#### [What is needed]
Reproduce every line of the data below verbatim.
»»
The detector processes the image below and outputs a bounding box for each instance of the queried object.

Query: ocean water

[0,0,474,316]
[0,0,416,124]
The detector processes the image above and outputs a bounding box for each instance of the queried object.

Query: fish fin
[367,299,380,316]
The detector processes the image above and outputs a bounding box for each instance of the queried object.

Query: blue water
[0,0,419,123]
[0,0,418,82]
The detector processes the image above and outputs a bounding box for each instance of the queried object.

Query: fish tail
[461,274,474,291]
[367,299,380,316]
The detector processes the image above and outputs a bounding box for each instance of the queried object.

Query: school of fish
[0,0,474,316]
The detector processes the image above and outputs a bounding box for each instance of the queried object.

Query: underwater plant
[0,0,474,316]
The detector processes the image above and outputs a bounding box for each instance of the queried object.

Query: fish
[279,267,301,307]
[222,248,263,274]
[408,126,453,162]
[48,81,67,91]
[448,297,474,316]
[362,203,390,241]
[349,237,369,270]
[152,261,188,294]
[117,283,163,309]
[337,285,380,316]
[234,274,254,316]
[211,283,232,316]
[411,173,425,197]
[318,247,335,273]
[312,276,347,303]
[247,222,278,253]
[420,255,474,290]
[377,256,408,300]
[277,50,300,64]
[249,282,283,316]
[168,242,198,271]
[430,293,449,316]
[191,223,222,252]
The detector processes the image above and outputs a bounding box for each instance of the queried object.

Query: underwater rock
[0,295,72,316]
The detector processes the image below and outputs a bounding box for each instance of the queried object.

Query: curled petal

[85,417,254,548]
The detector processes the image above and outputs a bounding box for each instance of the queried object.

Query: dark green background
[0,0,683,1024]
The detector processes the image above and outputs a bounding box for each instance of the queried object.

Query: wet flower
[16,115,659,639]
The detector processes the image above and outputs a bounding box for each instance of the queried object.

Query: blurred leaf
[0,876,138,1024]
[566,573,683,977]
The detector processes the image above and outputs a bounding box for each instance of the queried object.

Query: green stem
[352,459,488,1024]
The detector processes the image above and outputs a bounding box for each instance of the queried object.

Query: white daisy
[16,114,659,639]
««
#### [Answer below]
The detector processes the image below and outputs a bounding box for each instance of the queried object.

Query: ocean water

[0,0,474,316]
[0,0,416,124]
The detector processes the image above and outputs a bounding box for each instance of the queried object.

Query: fish fin
[367,299,380,316]
The detector processes the image above and outputs a bounding box for each instance of the queried object.

Query: blue water
[0,0,419,123]
[0,0,418,82]
The detector processes the image above and outputs a bounding box for each instance of the queried object.

Query: fish tail
[461,274,474,291]
[367,299,380,316]
The detector processes the image above and outputs a bounding box for each instance of the queried object.

Query: school of fish
[0,0,474,316]
The detector processes the image above and outputs a bounding box for each instance of the queried object.

Query: underwater plant
[0,0,474,316]
The detector processes the image above and outputs a bounding box for each instance of the queried object.

Query: fish
[279,267,301,307]
[222,248,263,274]
[408,126,453,162]
[48,81,67,91]
[448,297,474,316]
[362,203,390,241]
[349,237,369,270]
[152,261,188,294]
[117,283,163,309]
[337,285,380,316]
[234,274,254,316]
[211,283,232,316]
[411,173,425,197]
[318,247,335,273]
[312,276,347,303]
[247,222,278,253]
[420,255,474,290]
[377,256,408,300]
[277,50,300,64]
[249,282,283,316]
[168,242,198,271]
[430,293,449,316]
[191,223,222,252]
The detector processes the image above and outputs a bounding box for each instance of the queried object.

Query: underwater rock
[0,295,72,316]
The detector processes the image below and outputs a bounding box for each instance of the queried object.

Query: curled petal

[85,417,254,548]
The detector processes the image above and outputs a bounding box for each instance of the queried object.

Query: dark green background
[0,0,683,1024]
The detector processes the image above and outputs a bounding box for each instance of the queried object.

Query: wet flower
[16,115,659,639]
The detector processes the image above and outputs a bounding box for each instance of the queried object.

Query: blurred leaf
[0,876,138,1024]
[566,573,683,977]
The detector processes the image above and outputs a bounding box for each instance of the queried object.

Query: green stem
[352,459,488,1024]
The detector processes the image above and outputs a bounding box for each instance of the queried object.

Query: white daisy
[16,114,659,639]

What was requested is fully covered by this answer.